### AIM OF THE TASK
Retype exactly the lines that run from the line with "Exercise. For every instance of the green shrub" to the final line of the entries, keeping both ends and nothing else.

### DATASET ENTRIES
———

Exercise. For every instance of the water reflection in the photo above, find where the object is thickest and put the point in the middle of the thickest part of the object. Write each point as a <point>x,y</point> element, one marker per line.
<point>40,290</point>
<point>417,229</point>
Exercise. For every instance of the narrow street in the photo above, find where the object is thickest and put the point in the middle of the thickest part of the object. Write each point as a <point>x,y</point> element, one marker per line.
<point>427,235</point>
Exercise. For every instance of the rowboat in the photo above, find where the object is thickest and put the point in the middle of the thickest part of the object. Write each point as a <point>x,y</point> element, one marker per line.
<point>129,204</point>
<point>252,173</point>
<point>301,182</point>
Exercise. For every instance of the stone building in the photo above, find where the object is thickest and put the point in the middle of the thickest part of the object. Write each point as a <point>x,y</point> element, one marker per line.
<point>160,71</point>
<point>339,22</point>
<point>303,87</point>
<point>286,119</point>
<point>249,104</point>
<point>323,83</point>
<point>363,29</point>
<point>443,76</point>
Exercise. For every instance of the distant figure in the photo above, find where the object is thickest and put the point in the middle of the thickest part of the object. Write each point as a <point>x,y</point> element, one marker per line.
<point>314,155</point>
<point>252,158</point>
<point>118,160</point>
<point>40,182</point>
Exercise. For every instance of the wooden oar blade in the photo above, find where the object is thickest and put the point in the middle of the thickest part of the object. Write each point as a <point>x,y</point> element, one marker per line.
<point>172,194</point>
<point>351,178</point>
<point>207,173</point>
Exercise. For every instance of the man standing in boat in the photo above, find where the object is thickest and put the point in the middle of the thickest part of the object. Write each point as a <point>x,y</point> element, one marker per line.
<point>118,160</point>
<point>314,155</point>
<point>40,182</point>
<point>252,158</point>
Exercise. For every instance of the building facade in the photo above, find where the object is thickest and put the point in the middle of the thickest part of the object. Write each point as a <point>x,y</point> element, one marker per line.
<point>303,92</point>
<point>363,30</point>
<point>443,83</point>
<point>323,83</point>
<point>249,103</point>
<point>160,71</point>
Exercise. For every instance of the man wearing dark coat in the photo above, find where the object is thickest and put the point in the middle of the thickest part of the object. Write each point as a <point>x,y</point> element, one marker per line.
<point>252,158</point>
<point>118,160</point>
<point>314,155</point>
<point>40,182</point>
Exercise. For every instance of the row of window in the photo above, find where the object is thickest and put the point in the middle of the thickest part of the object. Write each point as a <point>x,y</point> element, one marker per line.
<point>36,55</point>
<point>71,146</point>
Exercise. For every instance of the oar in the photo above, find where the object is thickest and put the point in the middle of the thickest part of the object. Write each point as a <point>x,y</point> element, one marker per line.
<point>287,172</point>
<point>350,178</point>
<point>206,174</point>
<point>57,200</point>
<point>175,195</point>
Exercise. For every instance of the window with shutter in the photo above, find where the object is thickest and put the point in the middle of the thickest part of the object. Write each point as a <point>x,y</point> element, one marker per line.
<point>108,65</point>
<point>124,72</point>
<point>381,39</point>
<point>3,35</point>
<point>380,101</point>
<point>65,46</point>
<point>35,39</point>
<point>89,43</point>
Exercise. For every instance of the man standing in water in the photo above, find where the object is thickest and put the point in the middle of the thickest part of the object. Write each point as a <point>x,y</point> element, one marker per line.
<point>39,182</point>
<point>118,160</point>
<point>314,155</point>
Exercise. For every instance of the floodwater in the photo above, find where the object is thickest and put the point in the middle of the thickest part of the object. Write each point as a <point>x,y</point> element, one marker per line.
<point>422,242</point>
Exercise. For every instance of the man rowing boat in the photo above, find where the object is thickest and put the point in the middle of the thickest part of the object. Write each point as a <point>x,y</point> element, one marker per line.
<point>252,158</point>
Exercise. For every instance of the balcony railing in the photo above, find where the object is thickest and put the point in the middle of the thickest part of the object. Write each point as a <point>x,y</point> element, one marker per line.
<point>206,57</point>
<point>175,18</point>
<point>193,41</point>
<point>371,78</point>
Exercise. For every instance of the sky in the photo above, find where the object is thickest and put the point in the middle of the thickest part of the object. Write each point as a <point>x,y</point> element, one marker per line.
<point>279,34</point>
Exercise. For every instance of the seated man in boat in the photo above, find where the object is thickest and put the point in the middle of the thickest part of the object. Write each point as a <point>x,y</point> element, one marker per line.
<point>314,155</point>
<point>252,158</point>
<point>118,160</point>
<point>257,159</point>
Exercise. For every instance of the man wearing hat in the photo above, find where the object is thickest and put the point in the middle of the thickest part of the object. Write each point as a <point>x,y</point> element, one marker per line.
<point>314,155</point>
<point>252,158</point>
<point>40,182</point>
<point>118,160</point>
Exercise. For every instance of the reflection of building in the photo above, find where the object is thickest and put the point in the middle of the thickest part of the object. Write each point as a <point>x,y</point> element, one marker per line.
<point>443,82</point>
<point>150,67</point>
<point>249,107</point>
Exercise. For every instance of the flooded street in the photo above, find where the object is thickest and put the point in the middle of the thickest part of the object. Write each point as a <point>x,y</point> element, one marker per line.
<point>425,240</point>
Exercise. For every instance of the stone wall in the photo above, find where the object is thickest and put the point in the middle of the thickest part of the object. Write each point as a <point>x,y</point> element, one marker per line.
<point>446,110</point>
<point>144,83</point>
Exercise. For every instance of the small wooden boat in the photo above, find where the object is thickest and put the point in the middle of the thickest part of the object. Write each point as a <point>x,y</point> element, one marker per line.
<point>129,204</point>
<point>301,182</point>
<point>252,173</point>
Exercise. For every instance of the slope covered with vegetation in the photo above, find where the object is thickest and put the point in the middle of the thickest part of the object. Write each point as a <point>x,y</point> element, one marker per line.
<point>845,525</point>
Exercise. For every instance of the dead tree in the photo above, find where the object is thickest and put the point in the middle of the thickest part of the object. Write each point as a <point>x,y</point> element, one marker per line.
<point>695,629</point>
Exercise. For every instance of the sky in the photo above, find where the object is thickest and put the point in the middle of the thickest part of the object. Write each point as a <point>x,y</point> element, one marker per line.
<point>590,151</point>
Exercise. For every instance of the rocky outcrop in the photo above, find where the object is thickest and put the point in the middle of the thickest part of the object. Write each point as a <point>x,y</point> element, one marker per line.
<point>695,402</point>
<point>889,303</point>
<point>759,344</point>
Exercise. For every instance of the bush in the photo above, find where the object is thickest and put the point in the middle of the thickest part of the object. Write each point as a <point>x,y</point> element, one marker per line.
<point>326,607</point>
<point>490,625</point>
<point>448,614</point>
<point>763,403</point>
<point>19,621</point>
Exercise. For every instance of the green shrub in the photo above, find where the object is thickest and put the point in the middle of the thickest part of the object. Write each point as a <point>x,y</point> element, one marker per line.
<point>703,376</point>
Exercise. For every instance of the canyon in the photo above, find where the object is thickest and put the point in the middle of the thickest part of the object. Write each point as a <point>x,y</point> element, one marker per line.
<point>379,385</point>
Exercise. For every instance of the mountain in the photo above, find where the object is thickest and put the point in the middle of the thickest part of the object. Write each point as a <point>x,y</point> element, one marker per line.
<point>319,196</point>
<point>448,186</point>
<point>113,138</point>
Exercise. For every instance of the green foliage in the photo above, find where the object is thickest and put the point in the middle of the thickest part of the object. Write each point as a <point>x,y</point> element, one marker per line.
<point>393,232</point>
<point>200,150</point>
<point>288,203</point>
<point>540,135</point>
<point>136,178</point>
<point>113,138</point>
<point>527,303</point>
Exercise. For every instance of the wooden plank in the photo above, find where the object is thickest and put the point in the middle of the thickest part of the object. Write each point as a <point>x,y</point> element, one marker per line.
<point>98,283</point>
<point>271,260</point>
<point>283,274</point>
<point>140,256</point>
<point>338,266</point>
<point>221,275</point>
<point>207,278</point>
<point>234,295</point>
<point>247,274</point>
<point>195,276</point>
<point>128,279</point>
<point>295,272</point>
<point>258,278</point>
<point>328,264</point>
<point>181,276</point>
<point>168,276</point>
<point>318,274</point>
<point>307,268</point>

———

### FINISHED EXERCISE
Exercise. For every instance of the green shrub in the photo above, find where the object is thickest and put the point in the middle of the thickest part of the object. Write each point as a <point>x,y</point> element, one marker per line.
<point>703,376</point>
Exercise. For every instance of the canyon in the photo above, find where the object is thickest and put the point in the middle of the thickest part of the object. Write each point as a <point>x,y</point> element, one marker per line.
<point>379,385</point>
Exercise. For every instance of the mountain in the photo above, find where the object is thickest and put the point in the middle of the thickest part of the object. Write each point as a <point>x,y</point> element, one marker per line.
<point>319,196</point>
<point>448,186</point>
<point>113,138</point>
Exercise. For every instance of the green foliage in the photo above, find where the object is thickest and put the point in the middle of the thickest part of the object. Write each point as a <point>x,y</point> element, one marker per line.
<point>393,232</point>
<point>200,150</point>
<point>288,203</point>
<point>540,135</point>
<point>136,178</point>
<point>113,138</point>
<point>527,303</point>
Exercise. For every instance of the wooden plank in the photo above, find where the object is thickest and put the point in the middle of the thickest part of the object. Write each point as a <point>x,y</point> element, one marker per line.
<point>98,283</point>
<point>271,260</point>
<point>283,274</point>
<point>140,256</point>
<point>338,266</point>
<point>221,275</point>
<point>207,278</point>
<point>234,295</point>
<point>247,274</point>
<point>195,276</point>
<point>128,279</point>
<point>295,272</point>
<point>258,278</point>
<point>328,264</point>
<point>181,276</point>
<point>168,276</point>
<point>318,274</point>
<point>307,268</point>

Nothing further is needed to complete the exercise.